(THE TASK):
Write the next part of the personal essay on the death of the writer's grandmother, beginning after its last sentence.

Last week I got a Facebook message from my sister: “Grandma died this morning. Mom is OK. She just wanted you to know.”
My maternal grandmother was 78 years old. Her death was not a surprise but rather the conclusion to a slow decline that had begun a year prior. My grandmother had diabetes, and had coped with it for decades. Until a few years ago, she had also seemed to be reasonably healthy given her age and medical condition. Complications to her circulation, however, necessitated surgeries, which themselves caused more problems. For the past year, she had been in and out of the hospital—and when home, she was still confined to a bed. This was a trying time for my grandfather and mother (not to mention Grandma herself). Grandpa wanted Grandma to be at home, but taking care of her and meeting her needs was a daunting task. Yet constantly bouncing from hospital to home was stressful in its own way. It was a vicious and unforgiving cycle, and recently we had reached the point where no one was giving us good news. Despite the occasional days of seeming to rally, my grandmother was not going to get better in the long term, and with each passing week her decline became more obvious. We all wanted closure.
The above paragraph reads, to me, as if I have much more intimate knowledge of these events than I actually do. I was on the fringes of this activity, involved only as the concerned grandson visiting his grandmother occasionally at home or in the hospital. This was largely my relationship with Grandma. As kids we would visit my grandparents’ house and play, eat her baking, and—especially in recent years—listen to my grandfather’s enthusiastic explanations of his latest forays into computers and cameras. In my later adolescence, I made more concerted efforts to “get to know” Grandma. I asked questions about her life, and about what life in general was like when she was growing up. Aware that the world had been so different then, and that she would not always be around to provide that first-hand testimony to me, I tried to learn what I could while I had that opportunity.
This is my first death of a grandparent. In fact, it’s the first time anyone close to me has died. I’ve somehow managed to escape ever having to attend a funeral or mourn the passing of a loved one. That’s probably the strangest part of this experience: I am not all that broken up about her death itself, because we knew it was coming, and in some ways it’s a relief. Yet I have been affected more than I anticipated simply because, for the first time in my life, someone is gone.

Saved data entries:

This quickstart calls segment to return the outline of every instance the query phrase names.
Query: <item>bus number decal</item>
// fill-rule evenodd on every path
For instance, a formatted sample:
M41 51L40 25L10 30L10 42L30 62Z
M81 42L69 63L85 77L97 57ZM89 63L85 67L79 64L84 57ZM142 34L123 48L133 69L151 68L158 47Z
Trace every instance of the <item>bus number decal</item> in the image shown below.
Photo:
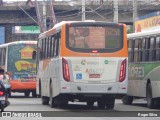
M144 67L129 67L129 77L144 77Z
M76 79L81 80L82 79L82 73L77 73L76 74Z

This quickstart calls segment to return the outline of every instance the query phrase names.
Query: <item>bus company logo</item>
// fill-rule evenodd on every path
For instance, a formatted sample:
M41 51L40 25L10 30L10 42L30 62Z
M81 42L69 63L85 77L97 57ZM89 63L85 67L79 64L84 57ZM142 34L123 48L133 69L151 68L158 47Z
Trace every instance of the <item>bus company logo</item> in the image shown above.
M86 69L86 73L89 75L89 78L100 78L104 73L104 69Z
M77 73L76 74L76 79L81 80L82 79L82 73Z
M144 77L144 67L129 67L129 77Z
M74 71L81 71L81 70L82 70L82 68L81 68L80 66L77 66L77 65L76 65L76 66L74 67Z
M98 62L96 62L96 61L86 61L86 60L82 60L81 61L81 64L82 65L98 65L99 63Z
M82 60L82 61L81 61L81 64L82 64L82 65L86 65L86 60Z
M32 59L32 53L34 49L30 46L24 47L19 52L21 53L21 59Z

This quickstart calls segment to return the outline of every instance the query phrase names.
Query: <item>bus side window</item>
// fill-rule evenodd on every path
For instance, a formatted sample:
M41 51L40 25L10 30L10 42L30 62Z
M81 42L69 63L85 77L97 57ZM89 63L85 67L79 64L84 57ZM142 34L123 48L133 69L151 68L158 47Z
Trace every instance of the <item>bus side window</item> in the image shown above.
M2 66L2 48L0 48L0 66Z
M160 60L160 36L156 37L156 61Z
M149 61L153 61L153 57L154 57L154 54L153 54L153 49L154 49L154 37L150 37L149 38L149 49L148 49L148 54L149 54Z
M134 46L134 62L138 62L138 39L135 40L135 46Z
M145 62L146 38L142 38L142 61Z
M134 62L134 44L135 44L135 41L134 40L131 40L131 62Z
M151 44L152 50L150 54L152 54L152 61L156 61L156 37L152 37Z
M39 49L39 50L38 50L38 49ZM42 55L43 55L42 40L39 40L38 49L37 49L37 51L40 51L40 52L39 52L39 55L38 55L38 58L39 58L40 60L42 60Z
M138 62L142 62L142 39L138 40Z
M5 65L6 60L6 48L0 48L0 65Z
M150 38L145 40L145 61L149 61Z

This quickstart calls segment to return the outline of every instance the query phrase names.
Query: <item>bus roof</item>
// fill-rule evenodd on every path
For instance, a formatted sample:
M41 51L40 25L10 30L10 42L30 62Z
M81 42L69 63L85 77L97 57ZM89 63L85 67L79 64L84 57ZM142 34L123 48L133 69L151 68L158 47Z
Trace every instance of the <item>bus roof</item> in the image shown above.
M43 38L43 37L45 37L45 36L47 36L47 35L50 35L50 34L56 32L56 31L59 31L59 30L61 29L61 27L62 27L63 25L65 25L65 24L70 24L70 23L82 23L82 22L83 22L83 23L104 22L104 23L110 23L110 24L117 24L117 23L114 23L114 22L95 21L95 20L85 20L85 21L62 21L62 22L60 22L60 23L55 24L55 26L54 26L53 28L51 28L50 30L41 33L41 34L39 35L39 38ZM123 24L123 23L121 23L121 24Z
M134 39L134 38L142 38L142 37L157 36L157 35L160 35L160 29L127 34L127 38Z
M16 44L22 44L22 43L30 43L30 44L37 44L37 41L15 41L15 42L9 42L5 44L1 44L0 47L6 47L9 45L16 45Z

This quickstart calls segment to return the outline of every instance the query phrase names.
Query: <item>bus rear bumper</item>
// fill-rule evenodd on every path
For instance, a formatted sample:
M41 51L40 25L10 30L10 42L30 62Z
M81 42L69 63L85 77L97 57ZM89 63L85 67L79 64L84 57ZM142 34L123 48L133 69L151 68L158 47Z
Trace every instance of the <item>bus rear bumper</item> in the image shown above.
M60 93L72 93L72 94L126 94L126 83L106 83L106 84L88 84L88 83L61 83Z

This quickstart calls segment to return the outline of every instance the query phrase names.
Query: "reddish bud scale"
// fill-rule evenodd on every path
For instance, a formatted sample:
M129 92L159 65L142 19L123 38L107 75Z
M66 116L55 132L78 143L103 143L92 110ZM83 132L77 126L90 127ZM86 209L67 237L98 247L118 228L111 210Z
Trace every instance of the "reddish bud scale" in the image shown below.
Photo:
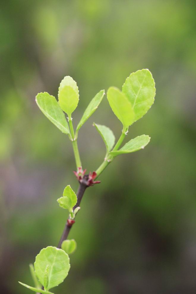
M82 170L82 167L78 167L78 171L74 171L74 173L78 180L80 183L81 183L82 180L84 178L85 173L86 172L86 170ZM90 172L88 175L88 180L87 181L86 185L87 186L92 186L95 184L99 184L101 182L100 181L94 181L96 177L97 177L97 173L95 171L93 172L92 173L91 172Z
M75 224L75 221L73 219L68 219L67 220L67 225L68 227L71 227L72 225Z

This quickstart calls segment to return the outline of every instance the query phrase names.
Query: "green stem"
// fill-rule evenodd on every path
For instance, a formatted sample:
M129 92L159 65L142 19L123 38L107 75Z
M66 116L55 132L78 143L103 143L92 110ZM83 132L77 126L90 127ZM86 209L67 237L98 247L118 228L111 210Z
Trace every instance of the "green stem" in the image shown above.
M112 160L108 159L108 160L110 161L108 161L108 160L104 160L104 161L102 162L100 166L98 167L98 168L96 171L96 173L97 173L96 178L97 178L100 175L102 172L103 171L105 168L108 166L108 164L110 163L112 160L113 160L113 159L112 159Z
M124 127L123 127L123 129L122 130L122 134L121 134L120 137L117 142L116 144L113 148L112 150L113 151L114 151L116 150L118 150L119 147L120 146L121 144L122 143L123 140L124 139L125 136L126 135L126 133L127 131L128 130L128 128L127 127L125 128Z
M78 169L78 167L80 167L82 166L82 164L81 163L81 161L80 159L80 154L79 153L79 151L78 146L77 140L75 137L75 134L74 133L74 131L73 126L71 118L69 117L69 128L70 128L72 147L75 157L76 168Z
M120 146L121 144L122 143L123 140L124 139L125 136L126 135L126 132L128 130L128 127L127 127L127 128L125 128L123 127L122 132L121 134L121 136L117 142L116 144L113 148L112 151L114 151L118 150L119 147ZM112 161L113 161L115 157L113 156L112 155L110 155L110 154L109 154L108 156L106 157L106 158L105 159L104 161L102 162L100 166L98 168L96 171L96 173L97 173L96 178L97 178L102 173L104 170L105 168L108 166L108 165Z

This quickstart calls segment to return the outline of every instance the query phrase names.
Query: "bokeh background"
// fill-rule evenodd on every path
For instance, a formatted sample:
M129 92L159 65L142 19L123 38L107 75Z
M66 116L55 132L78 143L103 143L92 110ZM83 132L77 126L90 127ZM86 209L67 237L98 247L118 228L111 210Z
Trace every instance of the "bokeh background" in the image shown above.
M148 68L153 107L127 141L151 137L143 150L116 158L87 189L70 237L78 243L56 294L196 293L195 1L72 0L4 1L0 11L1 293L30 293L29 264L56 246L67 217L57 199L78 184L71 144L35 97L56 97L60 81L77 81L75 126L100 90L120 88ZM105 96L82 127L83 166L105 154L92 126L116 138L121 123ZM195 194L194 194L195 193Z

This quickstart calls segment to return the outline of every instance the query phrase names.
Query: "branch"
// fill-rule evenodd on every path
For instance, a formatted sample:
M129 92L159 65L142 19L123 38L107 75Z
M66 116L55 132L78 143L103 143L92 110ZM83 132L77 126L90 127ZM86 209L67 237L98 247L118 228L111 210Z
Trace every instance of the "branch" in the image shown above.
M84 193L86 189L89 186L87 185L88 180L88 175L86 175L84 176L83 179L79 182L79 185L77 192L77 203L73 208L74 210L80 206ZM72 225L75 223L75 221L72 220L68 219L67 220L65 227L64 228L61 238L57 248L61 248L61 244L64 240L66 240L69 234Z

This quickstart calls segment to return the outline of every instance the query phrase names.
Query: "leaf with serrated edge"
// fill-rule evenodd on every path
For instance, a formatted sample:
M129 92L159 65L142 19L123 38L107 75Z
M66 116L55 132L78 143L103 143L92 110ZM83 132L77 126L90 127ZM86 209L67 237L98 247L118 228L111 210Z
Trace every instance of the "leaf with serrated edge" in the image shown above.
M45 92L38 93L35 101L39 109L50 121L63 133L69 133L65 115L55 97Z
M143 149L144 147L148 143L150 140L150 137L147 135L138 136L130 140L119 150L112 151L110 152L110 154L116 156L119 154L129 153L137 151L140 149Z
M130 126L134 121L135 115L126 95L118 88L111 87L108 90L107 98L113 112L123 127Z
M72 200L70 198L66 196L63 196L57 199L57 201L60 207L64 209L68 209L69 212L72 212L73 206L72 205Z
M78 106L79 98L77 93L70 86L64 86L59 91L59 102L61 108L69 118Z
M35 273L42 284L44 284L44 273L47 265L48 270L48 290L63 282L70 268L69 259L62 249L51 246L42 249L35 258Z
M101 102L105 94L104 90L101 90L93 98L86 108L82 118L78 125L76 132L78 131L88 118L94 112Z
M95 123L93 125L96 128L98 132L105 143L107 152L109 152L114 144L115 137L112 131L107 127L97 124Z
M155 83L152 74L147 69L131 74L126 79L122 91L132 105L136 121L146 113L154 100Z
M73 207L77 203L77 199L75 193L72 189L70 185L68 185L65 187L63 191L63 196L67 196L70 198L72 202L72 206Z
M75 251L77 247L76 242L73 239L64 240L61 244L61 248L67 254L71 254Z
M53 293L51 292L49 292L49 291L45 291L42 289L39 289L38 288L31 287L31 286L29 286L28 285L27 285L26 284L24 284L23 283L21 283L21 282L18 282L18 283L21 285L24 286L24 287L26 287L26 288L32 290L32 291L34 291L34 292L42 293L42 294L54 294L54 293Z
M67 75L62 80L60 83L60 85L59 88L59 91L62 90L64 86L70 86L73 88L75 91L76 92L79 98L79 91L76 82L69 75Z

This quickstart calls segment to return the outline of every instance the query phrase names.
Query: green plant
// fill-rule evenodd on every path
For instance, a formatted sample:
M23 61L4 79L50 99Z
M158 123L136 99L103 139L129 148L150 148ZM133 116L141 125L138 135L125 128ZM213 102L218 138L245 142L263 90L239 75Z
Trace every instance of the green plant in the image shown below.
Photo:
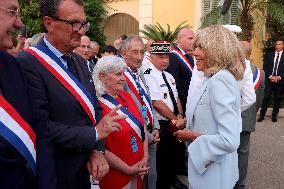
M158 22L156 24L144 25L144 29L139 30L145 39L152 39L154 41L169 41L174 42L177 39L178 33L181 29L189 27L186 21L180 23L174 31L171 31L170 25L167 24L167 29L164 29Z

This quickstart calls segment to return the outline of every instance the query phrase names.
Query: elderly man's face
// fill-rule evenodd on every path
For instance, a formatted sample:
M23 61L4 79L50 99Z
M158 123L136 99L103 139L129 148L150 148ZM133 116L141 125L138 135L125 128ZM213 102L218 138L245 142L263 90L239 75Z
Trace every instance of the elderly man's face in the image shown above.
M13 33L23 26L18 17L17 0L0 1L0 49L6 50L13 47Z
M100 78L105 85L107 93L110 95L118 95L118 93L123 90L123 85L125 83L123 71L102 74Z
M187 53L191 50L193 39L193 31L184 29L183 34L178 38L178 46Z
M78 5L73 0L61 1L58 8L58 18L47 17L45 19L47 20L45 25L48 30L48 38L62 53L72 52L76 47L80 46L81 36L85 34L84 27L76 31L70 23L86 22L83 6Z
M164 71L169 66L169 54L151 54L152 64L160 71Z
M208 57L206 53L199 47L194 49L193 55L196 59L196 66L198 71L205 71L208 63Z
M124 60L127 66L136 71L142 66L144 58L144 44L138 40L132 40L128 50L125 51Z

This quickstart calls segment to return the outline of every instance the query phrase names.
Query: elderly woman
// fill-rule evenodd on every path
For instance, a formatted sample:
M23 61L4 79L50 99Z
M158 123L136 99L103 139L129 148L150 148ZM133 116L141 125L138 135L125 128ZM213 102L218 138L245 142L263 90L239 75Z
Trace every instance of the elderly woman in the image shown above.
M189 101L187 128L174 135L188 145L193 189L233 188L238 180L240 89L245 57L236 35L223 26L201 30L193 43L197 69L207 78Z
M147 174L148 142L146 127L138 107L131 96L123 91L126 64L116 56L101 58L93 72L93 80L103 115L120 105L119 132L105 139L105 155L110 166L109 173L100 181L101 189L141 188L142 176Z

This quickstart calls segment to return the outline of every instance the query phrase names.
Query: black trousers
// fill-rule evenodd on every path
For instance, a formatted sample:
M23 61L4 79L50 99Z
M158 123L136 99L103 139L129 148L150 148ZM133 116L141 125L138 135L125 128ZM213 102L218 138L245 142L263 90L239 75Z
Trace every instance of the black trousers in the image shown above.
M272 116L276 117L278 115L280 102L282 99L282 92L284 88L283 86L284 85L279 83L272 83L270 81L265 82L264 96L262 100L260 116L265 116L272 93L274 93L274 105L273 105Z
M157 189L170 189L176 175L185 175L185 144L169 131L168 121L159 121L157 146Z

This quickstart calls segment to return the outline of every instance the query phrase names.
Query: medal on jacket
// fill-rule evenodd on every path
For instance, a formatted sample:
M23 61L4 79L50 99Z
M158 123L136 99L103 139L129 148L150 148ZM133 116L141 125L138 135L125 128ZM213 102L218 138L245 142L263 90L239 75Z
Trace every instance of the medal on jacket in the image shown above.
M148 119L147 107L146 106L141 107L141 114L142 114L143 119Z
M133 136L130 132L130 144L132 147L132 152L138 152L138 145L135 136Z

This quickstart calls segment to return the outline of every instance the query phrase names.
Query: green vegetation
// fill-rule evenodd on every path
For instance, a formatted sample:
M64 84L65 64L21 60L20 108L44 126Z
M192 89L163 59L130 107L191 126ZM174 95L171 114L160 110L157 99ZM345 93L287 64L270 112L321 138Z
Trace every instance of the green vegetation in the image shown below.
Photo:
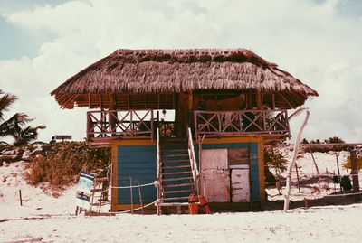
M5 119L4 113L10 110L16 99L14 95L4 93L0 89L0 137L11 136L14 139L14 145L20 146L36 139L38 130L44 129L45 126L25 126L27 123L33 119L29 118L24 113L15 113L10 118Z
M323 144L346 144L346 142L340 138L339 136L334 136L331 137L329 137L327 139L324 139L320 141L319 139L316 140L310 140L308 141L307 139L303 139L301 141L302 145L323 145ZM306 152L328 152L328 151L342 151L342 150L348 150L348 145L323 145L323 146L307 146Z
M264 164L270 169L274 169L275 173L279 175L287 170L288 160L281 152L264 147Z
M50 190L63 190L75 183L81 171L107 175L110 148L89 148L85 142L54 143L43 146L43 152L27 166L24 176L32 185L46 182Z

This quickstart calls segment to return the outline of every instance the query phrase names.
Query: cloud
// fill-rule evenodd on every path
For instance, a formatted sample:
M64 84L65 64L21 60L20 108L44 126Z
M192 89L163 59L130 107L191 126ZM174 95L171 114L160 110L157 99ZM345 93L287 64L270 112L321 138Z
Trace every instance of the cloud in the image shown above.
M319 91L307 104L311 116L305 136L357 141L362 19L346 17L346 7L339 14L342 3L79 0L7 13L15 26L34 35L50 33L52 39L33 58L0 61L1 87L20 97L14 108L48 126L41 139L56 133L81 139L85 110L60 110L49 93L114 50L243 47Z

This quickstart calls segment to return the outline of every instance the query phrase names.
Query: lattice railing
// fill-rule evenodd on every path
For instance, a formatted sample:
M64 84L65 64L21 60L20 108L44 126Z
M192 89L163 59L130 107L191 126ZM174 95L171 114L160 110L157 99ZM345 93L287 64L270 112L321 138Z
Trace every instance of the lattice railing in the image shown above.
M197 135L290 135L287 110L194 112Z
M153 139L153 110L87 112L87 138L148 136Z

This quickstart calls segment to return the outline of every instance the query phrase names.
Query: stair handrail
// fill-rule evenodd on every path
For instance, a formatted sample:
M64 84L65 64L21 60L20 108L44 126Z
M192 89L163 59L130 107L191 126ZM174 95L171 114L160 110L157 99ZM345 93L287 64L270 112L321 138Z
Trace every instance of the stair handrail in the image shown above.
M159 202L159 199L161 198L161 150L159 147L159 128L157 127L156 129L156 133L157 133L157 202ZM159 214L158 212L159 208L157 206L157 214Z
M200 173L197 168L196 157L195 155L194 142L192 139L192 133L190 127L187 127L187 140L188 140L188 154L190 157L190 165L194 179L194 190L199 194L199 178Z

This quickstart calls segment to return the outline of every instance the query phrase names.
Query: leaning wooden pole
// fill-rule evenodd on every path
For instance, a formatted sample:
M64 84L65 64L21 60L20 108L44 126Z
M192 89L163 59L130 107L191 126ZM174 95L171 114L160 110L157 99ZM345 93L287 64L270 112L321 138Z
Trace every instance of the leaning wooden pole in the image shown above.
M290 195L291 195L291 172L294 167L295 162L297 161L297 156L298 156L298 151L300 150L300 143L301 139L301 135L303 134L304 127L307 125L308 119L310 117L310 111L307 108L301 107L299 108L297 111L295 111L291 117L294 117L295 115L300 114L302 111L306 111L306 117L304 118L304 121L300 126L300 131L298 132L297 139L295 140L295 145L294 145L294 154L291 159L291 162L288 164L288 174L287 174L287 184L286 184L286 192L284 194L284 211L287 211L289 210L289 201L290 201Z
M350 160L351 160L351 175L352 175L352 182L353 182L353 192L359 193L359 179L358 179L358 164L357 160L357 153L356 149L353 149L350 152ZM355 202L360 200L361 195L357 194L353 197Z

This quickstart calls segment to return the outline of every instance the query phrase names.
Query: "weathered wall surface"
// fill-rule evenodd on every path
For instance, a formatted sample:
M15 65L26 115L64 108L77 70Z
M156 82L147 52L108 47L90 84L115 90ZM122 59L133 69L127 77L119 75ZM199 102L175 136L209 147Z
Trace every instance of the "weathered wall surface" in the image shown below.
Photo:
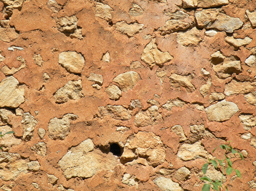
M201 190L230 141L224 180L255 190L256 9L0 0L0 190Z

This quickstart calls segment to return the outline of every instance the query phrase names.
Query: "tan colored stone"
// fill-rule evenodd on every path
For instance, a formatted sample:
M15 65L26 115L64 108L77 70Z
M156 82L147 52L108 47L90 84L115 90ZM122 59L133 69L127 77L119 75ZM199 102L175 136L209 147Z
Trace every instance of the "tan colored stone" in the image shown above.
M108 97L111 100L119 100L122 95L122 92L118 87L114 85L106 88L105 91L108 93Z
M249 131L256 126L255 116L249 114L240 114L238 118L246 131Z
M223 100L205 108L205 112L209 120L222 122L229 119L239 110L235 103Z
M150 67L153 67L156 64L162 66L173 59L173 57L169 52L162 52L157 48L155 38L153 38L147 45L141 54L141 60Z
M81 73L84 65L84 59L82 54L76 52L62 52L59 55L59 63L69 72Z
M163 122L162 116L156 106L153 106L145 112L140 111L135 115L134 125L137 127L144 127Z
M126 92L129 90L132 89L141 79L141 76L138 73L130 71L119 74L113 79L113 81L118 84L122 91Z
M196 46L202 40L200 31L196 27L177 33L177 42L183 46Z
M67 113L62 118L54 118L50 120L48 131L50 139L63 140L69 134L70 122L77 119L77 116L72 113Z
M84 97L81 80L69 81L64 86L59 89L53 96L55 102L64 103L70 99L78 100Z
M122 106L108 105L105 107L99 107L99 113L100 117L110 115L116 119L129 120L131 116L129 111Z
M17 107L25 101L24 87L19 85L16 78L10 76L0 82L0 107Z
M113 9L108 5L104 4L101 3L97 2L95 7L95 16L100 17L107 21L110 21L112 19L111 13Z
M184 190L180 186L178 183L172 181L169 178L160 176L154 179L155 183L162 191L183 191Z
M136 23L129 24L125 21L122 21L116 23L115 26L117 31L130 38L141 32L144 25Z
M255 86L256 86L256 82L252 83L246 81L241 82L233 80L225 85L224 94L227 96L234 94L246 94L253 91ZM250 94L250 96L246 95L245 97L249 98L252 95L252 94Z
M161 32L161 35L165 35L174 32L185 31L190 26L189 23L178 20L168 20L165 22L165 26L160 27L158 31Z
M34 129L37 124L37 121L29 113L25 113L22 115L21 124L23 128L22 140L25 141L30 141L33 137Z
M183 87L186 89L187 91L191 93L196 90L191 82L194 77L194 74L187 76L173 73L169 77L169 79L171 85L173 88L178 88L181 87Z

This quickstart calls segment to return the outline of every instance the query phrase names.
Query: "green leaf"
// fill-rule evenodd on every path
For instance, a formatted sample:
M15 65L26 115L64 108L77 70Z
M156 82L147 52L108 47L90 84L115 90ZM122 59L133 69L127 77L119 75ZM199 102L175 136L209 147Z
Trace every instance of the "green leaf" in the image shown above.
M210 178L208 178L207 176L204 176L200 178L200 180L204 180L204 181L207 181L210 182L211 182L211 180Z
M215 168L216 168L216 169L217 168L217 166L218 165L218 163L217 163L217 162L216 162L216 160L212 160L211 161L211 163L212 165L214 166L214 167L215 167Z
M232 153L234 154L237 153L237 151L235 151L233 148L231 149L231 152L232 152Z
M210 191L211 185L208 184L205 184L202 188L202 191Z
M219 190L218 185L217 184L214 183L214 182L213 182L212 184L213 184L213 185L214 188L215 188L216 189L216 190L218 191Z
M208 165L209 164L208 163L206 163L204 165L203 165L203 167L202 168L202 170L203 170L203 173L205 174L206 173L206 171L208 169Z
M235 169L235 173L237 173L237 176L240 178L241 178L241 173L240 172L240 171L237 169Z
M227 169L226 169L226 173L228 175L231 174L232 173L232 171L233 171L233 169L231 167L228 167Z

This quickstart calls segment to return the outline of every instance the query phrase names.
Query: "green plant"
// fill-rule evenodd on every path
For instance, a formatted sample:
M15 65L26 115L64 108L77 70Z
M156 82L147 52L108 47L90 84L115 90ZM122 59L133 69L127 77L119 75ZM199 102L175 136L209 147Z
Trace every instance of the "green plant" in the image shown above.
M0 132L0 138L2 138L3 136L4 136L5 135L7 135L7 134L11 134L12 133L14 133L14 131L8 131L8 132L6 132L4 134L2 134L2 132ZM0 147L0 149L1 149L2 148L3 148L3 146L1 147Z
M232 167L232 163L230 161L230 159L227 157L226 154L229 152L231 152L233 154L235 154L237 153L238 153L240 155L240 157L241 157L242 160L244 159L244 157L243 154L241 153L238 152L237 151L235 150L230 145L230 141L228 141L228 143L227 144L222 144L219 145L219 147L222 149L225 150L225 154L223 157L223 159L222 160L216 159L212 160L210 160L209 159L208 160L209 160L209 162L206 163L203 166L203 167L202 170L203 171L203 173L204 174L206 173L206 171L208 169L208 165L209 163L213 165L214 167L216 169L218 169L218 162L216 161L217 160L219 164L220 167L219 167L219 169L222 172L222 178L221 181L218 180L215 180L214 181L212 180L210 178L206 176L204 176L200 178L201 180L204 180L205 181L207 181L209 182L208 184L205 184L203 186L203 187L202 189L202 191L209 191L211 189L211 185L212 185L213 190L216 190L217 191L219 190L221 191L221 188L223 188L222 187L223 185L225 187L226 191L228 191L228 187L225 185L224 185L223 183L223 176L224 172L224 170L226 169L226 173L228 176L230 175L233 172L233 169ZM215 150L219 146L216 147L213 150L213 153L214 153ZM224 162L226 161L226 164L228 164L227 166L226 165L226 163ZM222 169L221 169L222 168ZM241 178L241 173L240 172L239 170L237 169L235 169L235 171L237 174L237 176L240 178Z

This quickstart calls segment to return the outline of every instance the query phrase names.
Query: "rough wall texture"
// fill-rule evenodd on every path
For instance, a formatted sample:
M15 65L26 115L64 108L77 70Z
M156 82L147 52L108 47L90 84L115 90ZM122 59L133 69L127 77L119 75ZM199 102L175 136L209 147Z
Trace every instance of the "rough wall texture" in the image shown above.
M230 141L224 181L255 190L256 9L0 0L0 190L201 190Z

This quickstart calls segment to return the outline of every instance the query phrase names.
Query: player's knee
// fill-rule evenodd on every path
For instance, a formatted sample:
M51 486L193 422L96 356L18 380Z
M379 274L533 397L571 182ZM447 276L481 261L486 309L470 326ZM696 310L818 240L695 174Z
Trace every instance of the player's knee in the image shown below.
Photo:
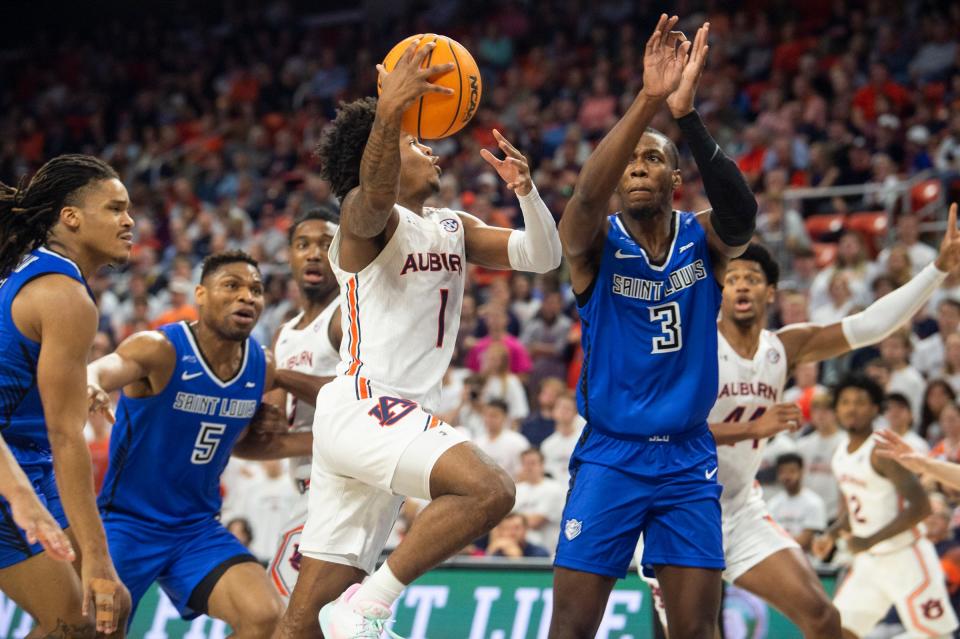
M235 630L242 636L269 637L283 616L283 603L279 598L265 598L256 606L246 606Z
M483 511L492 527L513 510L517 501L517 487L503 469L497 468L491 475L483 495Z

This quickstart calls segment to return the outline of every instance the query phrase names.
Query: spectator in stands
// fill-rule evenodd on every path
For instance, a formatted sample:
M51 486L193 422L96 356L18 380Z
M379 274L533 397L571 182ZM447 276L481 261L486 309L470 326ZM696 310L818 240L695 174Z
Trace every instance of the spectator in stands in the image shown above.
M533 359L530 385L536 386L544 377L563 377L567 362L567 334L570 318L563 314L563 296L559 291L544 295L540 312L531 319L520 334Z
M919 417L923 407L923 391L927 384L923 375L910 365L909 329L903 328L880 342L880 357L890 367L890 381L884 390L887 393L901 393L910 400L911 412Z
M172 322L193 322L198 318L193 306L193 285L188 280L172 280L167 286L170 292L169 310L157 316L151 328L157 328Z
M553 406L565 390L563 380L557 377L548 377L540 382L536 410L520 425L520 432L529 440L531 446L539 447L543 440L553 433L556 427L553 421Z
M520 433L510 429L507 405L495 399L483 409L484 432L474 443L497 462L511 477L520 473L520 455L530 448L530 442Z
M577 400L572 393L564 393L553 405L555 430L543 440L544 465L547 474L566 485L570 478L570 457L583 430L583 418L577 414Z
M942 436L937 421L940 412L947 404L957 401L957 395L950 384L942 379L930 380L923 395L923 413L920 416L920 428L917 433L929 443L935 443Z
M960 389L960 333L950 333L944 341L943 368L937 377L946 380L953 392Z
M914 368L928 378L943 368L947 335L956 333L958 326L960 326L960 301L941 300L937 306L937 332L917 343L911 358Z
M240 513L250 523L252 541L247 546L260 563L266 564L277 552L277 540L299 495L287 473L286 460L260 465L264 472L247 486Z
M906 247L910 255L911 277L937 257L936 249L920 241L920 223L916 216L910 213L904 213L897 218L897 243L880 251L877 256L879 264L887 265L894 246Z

(RESPONSE TO THIS TASK):
Further complicating the situation, of course, is the fact that I’m living and working in a foreign country 6000 kilometres away. My mother has my brother, sister, and grandfather around for support. And I’m coping fine—it helps that I did manage to see my Grandma one last time while I was home for Christmas, and even if I didn’t quite expect her to die so soon after that, part of me expected that to be the last time I saw her. The idea that I never will see her again is the hardest notion to accept. People who are merely absent are still around, living their own lives, always with the potential to intersect with your own again. I think now of all the times I put off visiting my grandparents, didn’t make the time simply because I was tired or more interested in what was on a screen in front of me. Don’t get me wrong—I don’t feel incredibly guilty. But moments with loved ones, particularly those who are now elderly, are finite and fleeting. They must always be cherished.
I debated whether I wanted to say anything here. I avoided tweeting anything after I learned, because I wanted to avoid the inevitable barrage of perfunctory, “I’m so sorry for your loss” tweets and Facebook comments that would follow. (I suppose those are going to happen now, but what can I do?) But to let my Grandma’s death go by entirely unremarked here would be … strange. And I know from experience that the longer I procrastinate writing a blog post, the more its chances of ever actually happening diminish. So this is it: a 21st-century way of marking a memory, my farewell to one of only two grandmothers I will ever have.